Segment Start: Supplied material

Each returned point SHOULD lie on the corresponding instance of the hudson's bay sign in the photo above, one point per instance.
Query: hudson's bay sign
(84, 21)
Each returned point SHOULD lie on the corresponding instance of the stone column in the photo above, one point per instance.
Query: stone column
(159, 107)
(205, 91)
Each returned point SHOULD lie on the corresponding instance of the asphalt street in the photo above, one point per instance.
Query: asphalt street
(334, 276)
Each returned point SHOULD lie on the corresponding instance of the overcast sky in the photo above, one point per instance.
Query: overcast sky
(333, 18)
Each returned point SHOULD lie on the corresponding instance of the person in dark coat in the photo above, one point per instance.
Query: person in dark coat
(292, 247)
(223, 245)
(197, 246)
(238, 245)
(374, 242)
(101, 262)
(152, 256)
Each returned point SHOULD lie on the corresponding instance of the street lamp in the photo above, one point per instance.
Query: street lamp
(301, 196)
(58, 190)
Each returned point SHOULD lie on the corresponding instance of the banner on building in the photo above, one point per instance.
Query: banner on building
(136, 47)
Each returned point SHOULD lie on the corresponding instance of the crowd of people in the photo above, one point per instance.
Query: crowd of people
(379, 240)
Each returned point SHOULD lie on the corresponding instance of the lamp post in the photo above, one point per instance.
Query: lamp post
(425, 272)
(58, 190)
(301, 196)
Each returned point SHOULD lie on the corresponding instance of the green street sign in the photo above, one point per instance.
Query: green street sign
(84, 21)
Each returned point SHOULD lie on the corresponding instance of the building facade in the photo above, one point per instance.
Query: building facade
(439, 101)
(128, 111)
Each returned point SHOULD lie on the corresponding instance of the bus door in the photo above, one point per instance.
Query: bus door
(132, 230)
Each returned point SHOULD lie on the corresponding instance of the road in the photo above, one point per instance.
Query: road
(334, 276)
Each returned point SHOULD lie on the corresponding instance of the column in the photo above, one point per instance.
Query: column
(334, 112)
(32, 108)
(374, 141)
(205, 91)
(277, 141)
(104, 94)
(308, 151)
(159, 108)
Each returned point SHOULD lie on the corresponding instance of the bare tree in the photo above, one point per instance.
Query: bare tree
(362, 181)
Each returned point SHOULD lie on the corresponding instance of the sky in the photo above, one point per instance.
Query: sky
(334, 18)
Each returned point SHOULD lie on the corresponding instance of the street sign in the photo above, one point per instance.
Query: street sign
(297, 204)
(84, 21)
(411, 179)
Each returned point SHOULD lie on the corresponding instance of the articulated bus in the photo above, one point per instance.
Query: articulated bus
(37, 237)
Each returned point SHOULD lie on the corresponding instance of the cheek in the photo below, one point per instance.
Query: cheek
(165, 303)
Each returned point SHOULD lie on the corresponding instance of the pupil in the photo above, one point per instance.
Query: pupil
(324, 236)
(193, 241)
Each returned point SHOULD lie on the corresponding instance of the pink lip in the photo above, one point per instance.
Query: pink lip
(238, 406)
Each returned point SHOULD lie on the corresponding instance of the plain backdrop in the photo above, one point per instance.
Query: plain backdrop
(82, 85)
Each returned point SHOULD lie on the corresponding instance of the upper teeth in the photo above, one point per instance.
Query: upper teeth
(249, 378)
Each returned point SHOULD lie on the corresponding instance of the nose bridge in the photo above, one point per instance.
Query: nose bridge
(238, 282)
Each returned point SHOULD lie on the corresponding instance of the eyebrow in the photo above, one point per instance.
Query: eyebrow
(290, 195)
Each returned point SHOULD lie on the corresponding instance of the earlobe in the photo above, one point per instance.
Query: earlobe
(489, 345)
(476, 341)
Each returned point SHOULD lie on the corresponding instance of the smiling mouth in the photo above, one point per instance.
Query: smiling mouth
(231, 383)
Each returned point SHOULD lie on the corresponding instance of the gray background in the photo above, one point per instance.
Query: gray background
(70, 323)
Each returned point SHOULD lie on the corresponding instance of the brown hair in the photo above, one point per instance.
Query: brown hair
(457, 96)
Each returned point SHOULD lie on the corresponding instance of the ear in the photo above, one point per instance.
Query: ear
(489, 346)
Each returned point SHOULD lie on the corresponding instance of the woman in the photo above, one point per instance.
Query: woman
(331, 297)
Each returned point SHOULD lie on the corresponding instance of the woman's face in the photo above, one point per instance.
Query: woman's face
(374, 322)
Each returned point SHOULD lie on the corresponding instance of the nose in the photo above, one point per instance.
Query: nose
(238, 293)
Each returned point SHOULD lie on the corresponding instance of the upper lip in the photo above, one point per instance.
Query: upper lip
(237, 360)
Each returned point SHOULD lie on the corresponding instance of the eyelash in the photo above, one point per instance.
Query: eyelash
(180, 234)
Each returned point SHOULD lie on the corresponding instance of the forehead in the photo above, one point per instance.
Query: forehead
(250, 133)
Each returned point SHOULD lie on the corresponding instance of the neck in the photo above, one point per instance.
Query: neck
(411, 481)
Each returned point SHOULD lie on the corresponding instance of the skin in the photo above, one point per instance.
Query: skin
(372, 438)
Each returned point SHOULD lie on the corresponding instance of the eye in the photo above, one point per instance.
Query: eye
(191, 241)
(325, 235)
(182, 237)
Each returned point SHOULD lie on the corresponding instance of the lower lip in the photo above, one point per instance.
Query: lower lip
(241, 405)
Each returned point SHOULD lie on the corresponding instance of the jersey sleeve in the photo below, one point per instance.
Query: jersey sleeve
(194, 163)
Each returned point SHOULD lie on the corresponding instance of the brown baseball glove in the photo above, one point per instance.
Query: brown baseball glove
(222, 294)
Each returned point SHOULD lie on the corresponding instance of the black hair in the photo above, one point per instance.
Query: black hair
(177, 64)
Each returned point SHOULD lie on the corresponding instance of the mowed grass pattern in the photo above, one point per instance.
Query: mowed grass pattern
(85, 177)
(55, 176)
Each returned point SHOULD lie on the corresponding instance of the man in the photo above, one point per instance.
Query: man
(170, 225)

Segment End: Supplied material

## [What you need to do]
The data above should be returned in full, exactly as written.

## [Answer to the problem]
Each returned point SHOULD lie on the corresponding instance of the hudson's bay sign in the photo above, one point per instance.
Query: hudson's bay sign
(84, 21)
Each returned point SHOULD lie on the corresponding instance of the stone column in the photo above, one point per instance.
Query: stone column
(159, 107)
(205, 91)
Each returned point SHOULD lie on the corresponding instance of the asphalt street in the photo above, one point per instance.
Query: asphalt street
(334, 276)
Each returned point SHOULD lie on the corresponding instance of the overcast sky in the photo above, one point per instance.
Query: overcast sky
(333, 18)
Each returned point SHOULD lie on the corresponding instance of the person in dark coat in the photo above, one point per instance.
Query: person in dark coat
(292, 247)
(223, 245)
(197, 246)
(238, 245)
(374, 242)
(101, 262)
(152, 256)
Each returned point SHOULD lie on the corresponding instance of the street lamp in the photo above, one point per instance.
Query: street lamp
(301, 196)
(58, 190)
Each returned point SHOULD lie on the corresponding instance of the banner on building in the photo above, one point per instance.
Query: banner on building
(136, 47)
Each returned point SHOULD lie on the corresponding instance of the crowd of people in the photo above, one point per instance.
Query: crowd of people
(379, 240)
Each returned point SHOULD lie on the corresponding instance of the lamp post in the photo above, one point per instance.
Query: lamp post
(425, 272)
(58, 190)
(301, 196)
Each returned point SHOULD lie on the corresponding instance of the green street sign in the photo above, one point per instance.
Query: green street sign
(84, 21)
Each returned point SHOULD lie on the corresponding instance of the building facade in the photo above, one point per instance.
Query: building facade
(439, 101)
(128, 111)
Each returned point SHOULD lie on the corresponding instance of the bus door in the photo above, one point per instance.
Query: bus door
(132, 230)
Each returned point SHOULD lie on the corresponding instance of the road in the photo above, one point per instance.
Query: road
(334, 276)
Each returned point SHOULD lie on the corresponding instance of the column in the photo above, one point per instance.
Query: column
(334, 112)
(32, 108)
(374, 141)
(205, 91)
(277, 141)
(104, 94)
(308, 151)
(159, 108)
Each returned point SHOULD lie on the corresponding instance of the bare tree in the photo above, one point per instance.
Query: bare tree
(362, 181)
Each returned point SHOULD lie on the corresponding instance of the sky in the photo above, one point per instance.
Query: sky
(334, 18)
Each returned point SHOULD lie on the corresponding instance of the street sign in the photo above, one point per instance.
Query: street sign
(297, 204)
(84, 21)
(411, 179)
Each returned point SHOULD lie on the corresponding instance of the articulated bus in the photo above, one point per instance.
Query: articulated bus
(37, 237)
Each returned point SHOULD lie on the corresponding instance of the cheek in the photo below, one point per instance.
Query: cheek
(165, 303)
Each returned point SHOULD lie on the corresponding instance of the pupil in the photo above, one point per instance.
Query: pupil
(324, 236)
(193, 241)
Each returned point SHOULD lie on the corresponding instance of the pink lip in the photo above, one point per instance.
Query: pink lip
(238, 406)
Each returned point SHOULD lie on the corresponding instance of the plain backdrop in the photo above, one point per instance.
Query: plain backdrop
(82, 85)
Each returned point SHOULD lie on the corresponding instance of the upper teeth in the photo above, one point per instance.
Query: upper teeth
(249, 378)
Each returned point SHOULD lie on the corresponding instance of the nose bridge in the photo above, one point per instance.
Query: nose bridge
(238, 282)
Each returned point SHOULD lie on the corresponding instance of the eyebrow in the photo above, one point per instance.
Query: eyebrow
(290, 195)
Each returned point SHOULD lie on the corresponding instance of the earlobe in the photo above, one point per instance.
Query: earlobe
(489, 345)
(476, 341)
Each returned point SHOULD lie on the corresponding instance of the smiling mouth in the photo above, one point per instance.
Query: smiling mouth
(231, 383)
Each returned point SHOULD lie on the corresponding instance of the gray background in the photo above, one point per instance.
Query: gray background
(70, 323)
Each returned point SHOULD lie on the corresponding instance of the brown hair in the photo above, one point per instance.
Query: brown hair
(457, 96)
Each returned point SHOULD lie on the corresponding instance of the ear in the photo above, one point per instance.
Query: ear
(489, 346)
Each returned point SHOULD lie on the corresponding instance of the woman in the photo above, one point per instance.
Query: woman
(331, 297)
Each returned point SHOULD lie on the corresponding instance of the woman's face in the photo above, one point per instance.
Query: woman's face
(374, 322)
Each returned point SHOULD lie on the corresponding instance of the nose in the photo above, one point per instance.
Query: nose
(238, 293)
Each returned point SHOULD lie on the corresponding instance of the upper lip in the photo above, one point per instance.
Query: upper lip
(237, 360)
Each returned point SHOULD lie on the corresponding instance of the eyelash in the photo above, one point per instance.
Query: eyelash
(180, 234)
Each returned point SHOULD lie on the corresponding instance of the forehead in the photo above, one point per instance.
Query: forehead
(250, 133)
Each returned point SHOULD lie on the corresponding instance of the neck in the photo above, one point per instance.
Query: neck
(411, 481)
Each returned point SHOULD lie on the corresponding instance of the skin in the photo above, one point per instance.
Query: skin
(372, 438)
Each returned point SHOULD lie on the corresponding instance of the eye in the photo above, one point per instance.
Query: eye
(191, 241)
(325, 235)
(182, 237)
Each returned point SHOULD lie on the corresponding instance of the lower lip in the photo above, one point per instance.
Query: lower lip
(241, 405)
Each returned point SHOULD lie on the corresponding instance of the jersey sleeve in the photo below, one point per instance.
Query: jersey sleeve
(194, 163)
Each returned point SHOULD lie on the corresponding instance of the brown baseball glove in the photo above, one point per instance.
Query: brown baseball glove
(222, 294)
Each returned point SHOULD lie on the corresponding instance of the black hair in the photo above, one point per instance.
Query: black hair
(177, 64)
Each returned point SHOULD lie on the corresponding instance of the mowed grass pattern in the photo above, one point per instance.
Query: mowed grass pattern
(85, 177)
(55, 176)
Each returned point SHOULD lie on the corresponding instance of the man in the photo above, one point per instance.
Query: man
(170, 225)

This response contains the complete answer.